What to produce — Write out each record below exactly as it appears, with no pictures.

Data section —
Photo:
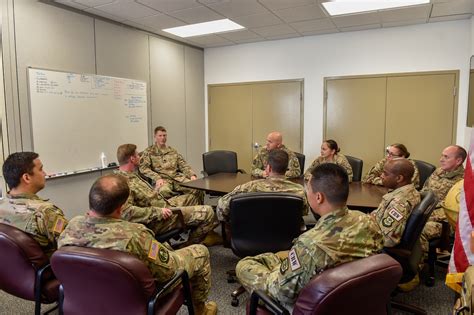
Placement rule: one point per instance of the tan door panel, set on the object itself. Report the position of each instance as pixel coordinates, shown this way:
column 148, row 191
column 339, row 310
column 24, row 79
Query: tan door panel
column 420, row 113
column 230, row 121
column 355, row 117
column 277, row 107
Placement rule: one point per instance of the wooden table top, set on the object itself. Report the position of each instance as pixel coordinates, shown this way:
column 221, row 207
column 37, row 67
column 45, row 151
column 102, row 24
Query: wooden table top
column 361, row 196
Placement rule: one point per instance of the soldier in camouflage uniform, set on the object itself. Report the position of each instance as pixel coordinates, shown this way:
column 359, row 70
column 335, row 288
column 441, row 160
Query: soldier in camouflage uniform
column 260, row 161
column 396, row 206
column 275, row 182
column 341, row 235
column 146, row 206
column 330, row 154
column 23, row 209
column 103, row 227
column 442, row 179
column 167, row 168
column 395, row 151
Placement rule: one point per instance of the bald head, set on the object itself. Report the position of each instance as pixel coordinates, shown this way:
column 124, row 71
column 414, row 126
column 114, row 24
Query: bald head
column 397, row 173
column 274, row 140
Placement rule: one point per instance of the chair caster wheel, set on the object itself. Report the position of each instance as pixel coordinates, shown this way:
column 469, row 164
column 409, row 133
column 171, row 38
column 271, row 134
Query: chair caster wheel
column 234, row 302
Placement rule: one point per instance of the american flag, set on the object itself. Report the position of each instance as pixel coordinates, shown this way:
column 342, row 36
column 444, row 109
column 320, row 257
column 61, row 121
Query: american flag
column 462, row 256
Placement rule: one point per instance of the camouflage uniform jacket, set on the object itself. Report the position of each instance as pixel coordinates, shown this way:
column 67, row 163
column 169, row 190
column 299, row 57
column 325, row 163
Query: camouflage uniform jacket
column 35, row 216
column 373, row 176
column 117, row 234
column 167, row 163
column 393, row 212
column 339, row 159
column 144, row 204
column 338, row 237
column 440, row 182
column 260, row 161
column 269, row 184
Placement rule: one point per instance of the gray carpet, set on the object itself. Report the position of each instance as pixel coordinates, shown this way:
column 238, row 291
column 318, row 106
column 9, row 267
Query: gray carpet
column 435, row 300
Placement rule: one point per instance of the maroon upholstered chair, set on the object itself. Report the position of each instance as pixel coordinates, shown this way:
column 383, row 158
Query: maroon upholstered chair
column 104, row 281
column 362, row 286
column 25, row 271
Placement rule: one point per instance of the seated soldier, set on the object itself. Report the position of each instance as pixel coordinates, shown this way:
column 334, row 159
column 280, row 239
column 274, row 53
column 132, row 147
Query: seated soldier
column 341, row 235
column 23, row 209
column 260, row 161
column 103, row 227
column 396, row 206
column 167, row 168
column 145, row 205
column 274, row 182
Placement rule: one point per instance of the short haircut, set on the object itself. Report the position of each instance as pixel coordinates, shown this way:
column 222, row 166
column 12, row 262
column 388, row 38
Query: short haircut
column 278, row 160
column 124, row 152
column 16, row 165
column 159, row 128
column 108, row 193
column 461, row 153
column 331, row 180
column 403, row 149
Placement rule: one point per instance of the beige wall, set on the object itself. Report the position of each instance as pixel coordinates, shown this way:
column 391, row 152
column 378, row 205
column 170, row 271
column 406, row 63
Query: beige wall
column 44, row 36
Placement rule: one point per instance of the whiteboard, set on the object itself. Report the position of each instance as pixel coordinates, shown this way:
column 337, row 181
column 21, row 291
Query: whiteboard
column 76, row 117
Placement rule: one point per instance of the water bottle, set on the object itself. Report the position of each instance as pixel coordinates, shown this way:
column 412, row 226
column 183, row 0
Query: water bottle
column 103, row 160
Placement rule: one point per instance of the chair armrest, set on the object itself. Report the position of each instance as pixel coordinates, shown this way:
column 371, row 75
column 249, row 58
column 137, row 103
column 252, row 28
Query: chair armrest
column 270, row 303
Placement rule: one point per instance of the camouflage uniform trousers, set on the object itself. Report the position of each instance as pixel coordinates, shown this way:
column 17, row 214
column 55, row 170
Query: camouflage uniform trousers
column 195, row 261
column 201, row 220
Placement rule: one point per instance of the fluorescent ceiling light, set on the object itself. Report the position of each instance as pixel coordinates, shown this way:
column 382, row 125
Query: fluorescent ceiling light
column 339, row 7
column 211, row 27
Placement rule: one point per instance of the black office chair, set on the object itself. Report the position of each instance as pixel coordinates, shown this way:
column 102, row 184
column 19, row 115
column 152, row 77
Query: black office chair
column 301, row 159
column 220, row 161
column 408, row 252
column 356, row 165
column 263, row 222
column 425, row 169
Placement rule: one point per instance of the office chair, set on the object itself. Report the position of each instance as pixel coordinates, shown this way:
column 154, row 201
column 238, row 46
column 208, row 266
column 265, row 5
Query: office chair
column 341, row 290
column 301, row 159
column 105, row 281
column 356, row 165
column 408, row 252
column 26, row 272
column 263, row 222
column 425, row 169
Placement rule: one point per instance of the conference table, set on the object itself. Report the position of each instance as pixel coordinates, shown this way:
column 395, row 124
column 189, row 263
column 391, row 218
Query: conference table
column 364, row 197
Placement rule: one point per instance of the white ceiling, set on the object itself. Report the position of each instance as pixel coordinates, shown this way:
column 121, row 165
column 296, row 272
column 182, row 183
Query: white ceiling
column 262, row 19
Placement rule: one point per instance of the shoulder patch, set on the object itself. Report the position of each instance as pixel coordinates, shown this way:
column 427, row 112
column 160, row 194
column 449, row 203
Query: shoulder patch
column 59, row 225
column 294, row 261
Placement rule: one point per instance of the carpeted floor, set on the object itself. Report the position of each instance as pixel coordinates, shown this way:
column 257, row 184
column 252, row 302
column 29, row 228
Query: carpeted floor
column 435, row 300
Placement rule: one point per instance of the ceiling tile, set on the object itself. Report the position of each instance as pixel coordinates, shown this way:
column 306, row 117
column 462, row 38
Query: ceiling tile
column 127, row 10
column 166, row 6
column 313, row 25
column 160, row 21
column 411, row 13
column 258, row 20
column 307, row 12
column 284, row 4
column 239, row 35
column 274, row 30
column 236, row 8
column 196, row 15
column 357, row 19
column 452, row 8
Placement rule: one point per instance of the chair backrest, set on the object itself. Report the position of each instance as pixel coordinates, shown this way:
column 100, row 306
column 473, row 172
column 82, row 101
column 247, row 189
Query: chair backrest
column 346, row 288
column 22, row 257
column 264, row 222
column 102, row 281
column 219, row 161
column 301, row 159
column 356, row 165
column 425, row 169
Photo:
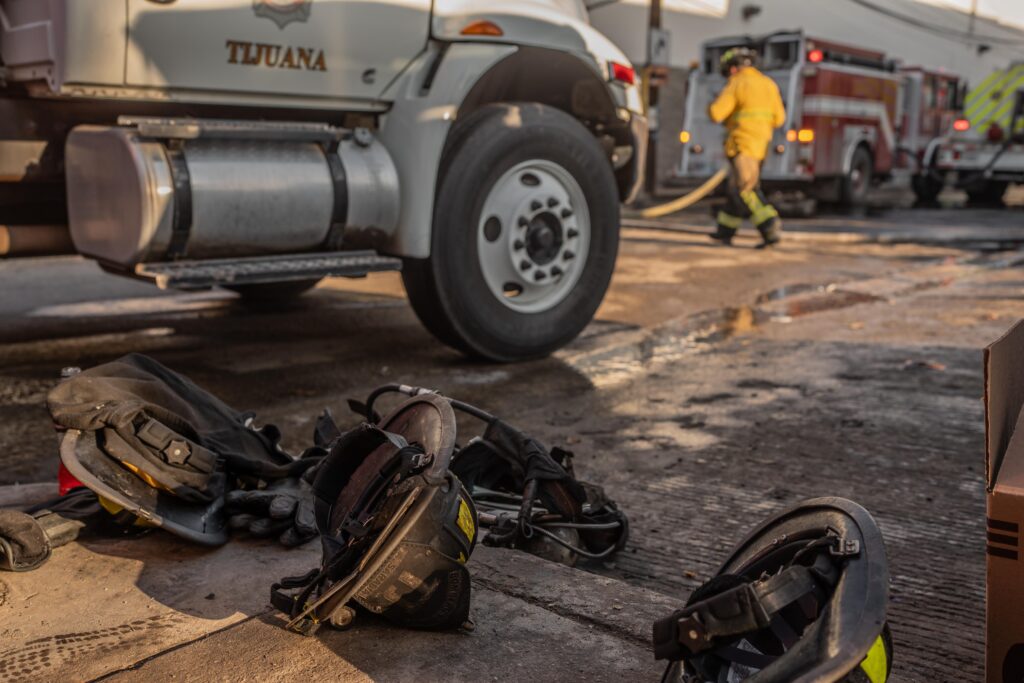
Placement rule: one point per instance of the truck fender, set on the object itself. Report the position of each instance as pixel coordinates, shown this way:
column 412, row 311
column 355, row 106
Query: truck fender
column 851, row 147
column 932, row 148
column 452, row 80
column 425, row 102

Your solution —
Photo:
Placement rule: one point per instance of the tan door panel, set on the object itself. Report the position of each instance as pixel coordinates, shown this way:
column 148, row 191
column 339, row 310
column 24, row 79
Query: tan door panel
column 420, row 113
column 230, row 121
column 355, row 117
column 277, row 107
Placement rule: one point per instance of the wooden table top, set on the object itself. Report the position of each instance as pixel coordinates, shown this way:
column 221, row 207
column 37, row 67
column 45, row 151
column 102, row 24
Query: wooden table top
column 361, row 196
Placement rule: one point per instance of the soldier in camouflage uniform, set on the object itself. Report the position of each instance as pixel coordinates, shown this way:
column 359, row 70
column 335, row 288
column 441, row 160
Query: soldier in camouflage uniform
column 260, row 161
column 396, row 206
column 275, row 182
column 341, row 235
column 146, row 206
column 330, row 154
column 23, row 209
column 103, row 227
column 442, row 179
column 167, row 168
column 395, row 151
Placement rule: one point per instance of the bald head, set on the object itself. Report the position of each instance as pixel coordinates, shown this way:
column 124, row 71
column 414, row 126
column 114, row 24
Query: bald head
column 397, row 173
column 274, row 140
Placement rule: one point per instance of the chair caster wheel, set on the object itself. Report the position of each instance as pixel coordinates, shown this way:
column 469, row 164
column 409, row 133
column 171, row 38
column 271, row 134
Query: chair caster wheel
column 234, row 302
Placement rule: one point per instance of the american flag, set on the object itself. Report the position of each instance as pixel coordinates, shown this way:
column 342, row 36
column 444, row 109
column 320, row 257
column 61, row 121
Query: american flag
column 462, row 256
Placement rule: one point per instance of the camouflage uniform jacket, set on the object itself. Report the position of each instance as pixel coordinates, shown this way:
column 67, row 163
column 169, row 190
column 299, row 57
column 325, row 163
Query: camouflage uniform jacket
column 35, row 216
column 373, row 176
column 117, row 234
column 167, row 163
column 393, row 212
column 339, row 159
column 144, row 204
column 338, row 237
column 440, row 182
column 260, row 161
column 269, row 184
Placement rule: one point per instance of the gray carpet, set on the object itself. Report the position of each instance as pixel coordinates, shown this way:
column 238, row 291
column 318, row 106
column 9, row 267
Query: gray carpet
column 435, row 300
Placement rule: one point per instance of the maroon upholstered chair, set on the object itself. Report the position of each instance as pixel coordinates, shown this way:
column 383, row 158
Query: maroon upholstered chair
column 104, row 281
column 362, row 286
column 25, row 271
Placement rule: one point per instance of the seated soldier, set on the object itself. Report the position of each instance as pixel coordinates, shown this way:
column 334, row 159
column 280, row 239
column 274, row 53
column 132, row 147
Query: seated soldier
column 341, row 235
column 23, row 209
column 260, row 161
column 103, row 227
column 396, row 206
column 167, row 168
column 145, row 205
column 274, row 182
Placement rule: one point per instance of the short haircut, set on the object itself. Report the position of each instance as pixel coordinates, shown this way:
column 222, row 166
column 12, row 262
column 388, row 38
Query: short haircut
column 278, row 160
column 124, row 152
column 16, row 165
column 159, row 128
column 108, row 193
column 461, row 153
column 331, row 180
column 403, row 149
Placement rule: one point per instance of the beige wall, set on the object itself. Report the position of each instance as pixel coordinates, shown this way:
column 391, row 152
column 378, row 205
column 170, row 271
column 406, row 63
Query: beige wall
column 44, row 36
Placement rule: one point per instance of the whiteboard, set on the object itself. Report the position of each instance as pixel coordinates, shown this way:
column 337, row 181
column 21, row 291
Query: whiteboard
column 76, row 117
Placement rule: one point per instance of the water bottle, set on the object itself. Report the position of each instance as pixel coordinates, shown this way:
column 412, row 226
column 183, row 0
Query: water bottle
column 103, row 160
Placement rule: one point per instance of the chair armrest, set on the object itself. Report the position of each instance as pixel coordinates, shown this way:
column 371, row 75
column 249, row 58
column 137, row 103
column 252, row 28
Query: chair armrest
column 270, row 303
Placement rule: one point per instance of the camouflage uniform trousers, set on the object itself. Report the position of each instance as pixel coordinates, shown this way:
column 17, row 214
column 55, row 170
Query: camouflage uniform trousers
column 195, row 261
column 201, row 220
Placement rule: one point per instance of the fluorescent ceiling light, set on the object itself. Report the position of each instance as pixel coordinates, shown this way:
column 382, row 125
Query: fluorescent ceiling light
column 339, row 7
column 211, row 27
Placement rule: one point per instance of the black office chair, set on the object itself. Report the position of each instance as pixel coordinates, shown this way:
column 102, row 184
column 19, row 115
column 152, row 77
Query: black office chair
column 301, row 159
column 220, row 161
column 408, row 252
column 356, row 165
column 263, row 222
column 425, row 169
Placement rule: one point per instance of the office chair, set on the object itself. Report the position of each instance as pixel coordinates, shown this way:
column 154, row 201
column 238, row 46
column 208, row 266
column 265, row 5
Query: office chair
column 341, row 290
column 301, row 159
column 105, row 281
column 356, row 165
column 408, row 252
column 26, row 272
column 263, row 222
column 425, row 169
Placement rule: one point per instance of the conference table, set on the object itself. Report the position of each instance as pixel coordinates, shown this way:
column 395, row 124
column 189, row 263
column 391, row 218
Query: conference table
column 364, row 197
Placement rule: one point per instance of the white ceiling, set on the object itself. Report the position of each instance as pixel coordinates, shown this way:
column 121, row 165
column 296, row 272
column 182, row 183
Query: white ceiling
column 262, row 19
Placement rule: one point per instance of the shoulder patch, set on the object itself. Report the position of each instance as pixel coordinates, shown this way:
column 427, row 112
column 160, row 194
column 449, row 203
Query: shoulder patch
column 59, row 225
column 294, row 261
Placement rule: one point per instance of the carpeted floor, set on the object itself. Report the position of each instance as pixel coordinates, shown this way:
column 257, row 184
column 252, row 302
column 29, row 228
Query: carpeted floor
column 435, row 300
Placement rule: one point per instance of the ceiling tile, set on the object itself. Report the position of each instance as pixel coordinates, shown this way:
column 306, row 117
column 462, row 38
Query: ceiling tile
column 127, row 10
column 166, row 6
column 313, row 25
column 160, row 21
column 411, row 13
column 258, row 20
column 307, row 12
column 284, row 4
column 239, row 35
column 274, row 30
column 236, row 8
column 196, row 15
column 357, row 19
column 452, row 8
Placement rule: one point per instance of the chair backrest, set on the object itself. Report the position of each instance as pixel coordinates, shown this way:
column 100, row 306
column 473, row 172
column 82, row 101
column 247, row 189
Query: chair backrest
column 346, row 288
column 22, row 257
column 264, row 222
column 102, row 281
column 219, row 161
column 301, row 159
column 356, row 165
column 425, row 169
Photo:
Placement rule: one point per instance of the truck fender, set on the object itself. Report the position of each instance as pixel coordinates, shown this way:
column 412, row 311
column 355, row 106
Query: truck fender
column 851, row 147
column 932, row 148
column 452, row 80
column 425, row 102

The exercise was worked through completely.